**Work request**
Please set down, exactly, the line with "Keypoint guideline: for each instance of the girl with long" and all lines that follow it through the end of the records below.

**Listed records**

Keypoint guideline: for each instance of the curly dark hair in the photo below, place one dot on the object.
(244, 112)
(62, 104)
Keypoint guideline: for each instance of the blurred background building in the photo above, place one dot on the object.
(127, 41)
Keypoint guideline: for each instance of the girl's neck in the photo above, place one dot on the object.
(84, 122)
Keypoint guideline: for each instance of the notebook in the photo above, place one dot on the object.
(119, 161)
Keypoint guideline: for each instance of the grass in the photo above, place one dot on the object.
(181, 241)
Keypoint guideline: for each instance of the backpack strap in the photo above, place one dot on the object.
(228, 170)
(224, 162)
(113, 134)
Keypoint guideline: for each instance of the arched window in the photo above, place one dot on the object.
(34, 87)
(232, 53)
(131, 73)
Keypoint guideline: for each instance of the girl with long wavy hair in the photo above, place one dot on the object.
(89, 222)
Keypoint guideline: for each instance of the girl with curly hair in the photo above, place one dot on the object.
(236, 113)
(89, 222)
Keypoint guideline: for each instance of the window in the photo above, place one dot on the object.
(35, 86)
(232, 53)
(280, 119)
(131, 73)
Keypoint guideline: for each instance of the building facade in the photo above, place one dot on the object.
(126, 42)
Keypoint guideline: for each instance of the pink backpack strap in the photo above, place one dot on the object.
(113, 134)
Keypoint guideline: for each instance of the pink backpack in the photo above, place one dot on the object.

**Answer to this problem**
Keypoint guideline: for each instance of the girl with long wavy hair in the photo above, place one dot on the object.
(89, 222)
Keypoint guideline: for each instance of the girl with curly hair in the photo above, place one dot on the object.
(236, 113)
(89, 222)
Keypoint guideline: for each instance of the window in the photo above, place one dot on the object.
(35, 86)
(232, 53)
(280, 119)
(131, 73)
Keypoint guideline: for each instance of the building facade in the photo above, place one dot on the object.
(126, 42)
Keypoint guideline: for each instance of the pink backpack strap in the photo above, place one dot on the object.
(113, 134)
Keypoint guideline: for each instance of the pink backpack in the photo above, place one dot on the object.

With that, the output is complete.